What is needed is an exact copy of the lines from the start of the records below through the line with "negative clicks: (757, 1049)", without the pictures.

-- -- --

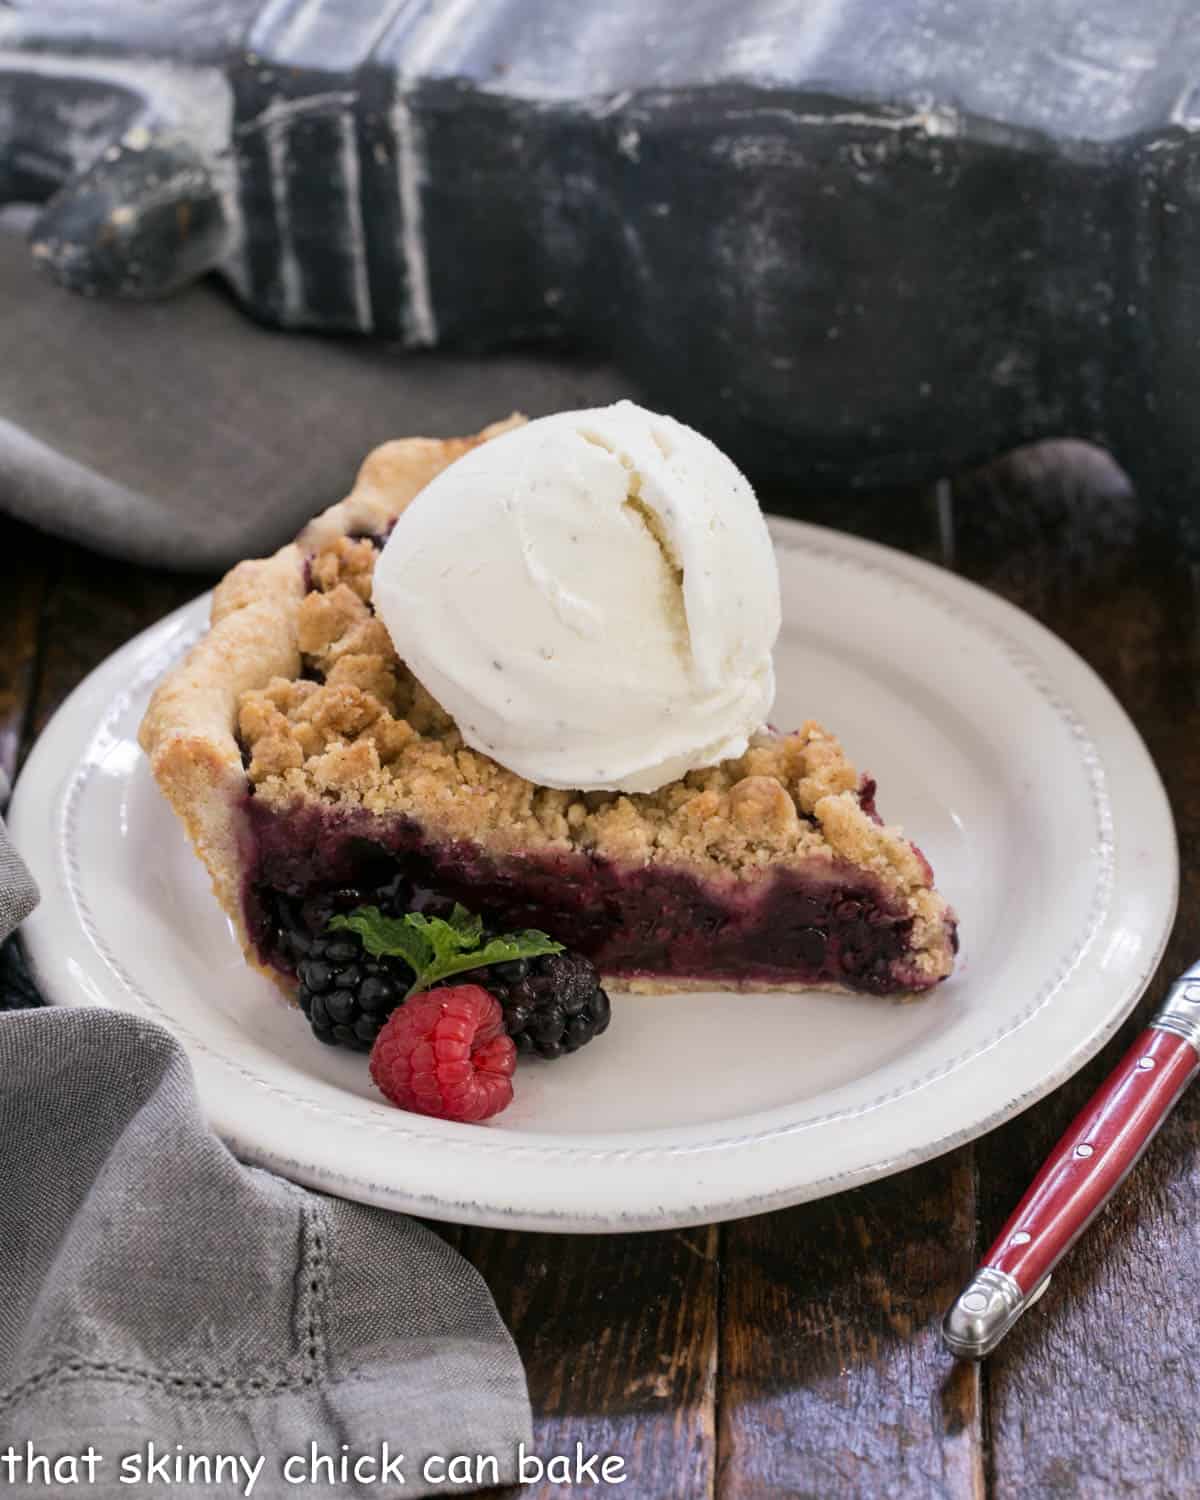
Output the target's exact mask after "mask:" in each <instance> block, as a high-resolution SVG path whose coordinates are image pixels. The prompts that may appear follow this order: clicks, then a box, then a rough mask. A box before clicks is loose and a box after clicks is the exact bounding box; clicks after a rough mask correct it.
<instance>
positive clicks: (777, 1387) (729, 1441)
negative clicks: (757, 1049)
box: [717, 489, 983, 1500]
mask: <svg viewBox="0 0 1200 1500" xmlns="http://www.w3.org/2000/svg"><path fill="white" fill-rule="evenodd" d="M945 499H947V496H945V493H944V490H939V489H933V490H930V492H927V493H918V495H913V493H903V495H891V496H873V495H862V496H855V498H852V499H849V501H846V499H840V501H835V502H832V501H831V502H829V505H826V507H822V505H819V504H814V502H808V501H805V505H804V510H802V516H804V519H807V520H814V522H817V523H829V525H835V526H838V528H840V529H846V531H853V532H856V534H859V535H865V537H868V538H871V540H876V541H885V543H888V544H891V546H898V547H903V549H904V550H907V552H913V553H916V555H918V556H926V558H929V559H932V561H938V562H947V561H950V556H951V553H953V535H950V534H948V531H947V516H945V508H947V507H945ZM768 502H769V498H768ZM974 1203H975V1197H974V1158H972V1154H971V1151H969V1149H968V1151H962V1152H957V1154H954V1155H953V1157H950V1158H947V1160H944V1161H941V1163H932V1164H930V1166H927V1167H924V1169H921V1170H919V1172H913V1173H907V1175H904V1176H903V1178H898V1179H892V1181H888V1182H879V1184H873V1185H870V1187H867V1188H862V1190H858V1191H855V1193H850V1194H846V1196H843V1197H838V1199H832V1200H828V1202H823V1203H814V1205H808V1206H802V1208H798V1209H792V1211H789V1212H784V1214H772V1215H763V1217H760V1218H753V1220H744V1221H739V1223H735V1224H729V1226H726V1229H724V1236H723V1248H721V1287H723V1298H721V1368H720V1377H718V1395H717V1407H718V1425H717V1440H718V1442H717V1446H718V1455H720V1457H718V1481H717V1494H718V1496H720V1497H721V1500H760V1497H763V1500H765V1497H768V1496H771V1497H774V1496H796V1497H814V1500H816V1497H819V1500H835V1497H841V1496H844V1497H847V1500H858V1497H862V1496H882V1494H895V1496H904V1497H907V1496H930V1497H933V1496H936V1497H947V1500H950V1497H954V1500H957V1497H975V1496H980V1494H983V1433H981V1410H980V1383H978V1374H977V1373H975V1371H972V1370H956V1367H954V1365H953V1362H951V1361H950V1359H948V1358H947V1356H945V1355H944V1353H942V1349H941V1343H939V1322H941V1316H942V1311H944V1308H945V1304H947V1302H948V1301H950V1298H951V1296H953V1295H954V1293H956V1292H957V1290H959V1286H960V1284H962V1280H963V1277H965V1275H966V1274H968V1272H969V1269H971V1266H972V1262H974V1257H975V1254H977V1239H975V1208H974Z"/></svg>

-- -- --

● Solution
Output the target's exact mask after "mask:" in each <instance> block, as a high-resolution SVG path whose coordinates are image pixels. The prompts that may appear follow this order: clicks, then a box, then a rough mask. A box before clicks is loose and a box after clicks is the exact bounding box; clicks after a rough mask correct it.
<instance>
positive clicks: (777, 1387) (729, 1441)
negative clicks: (757, 1049)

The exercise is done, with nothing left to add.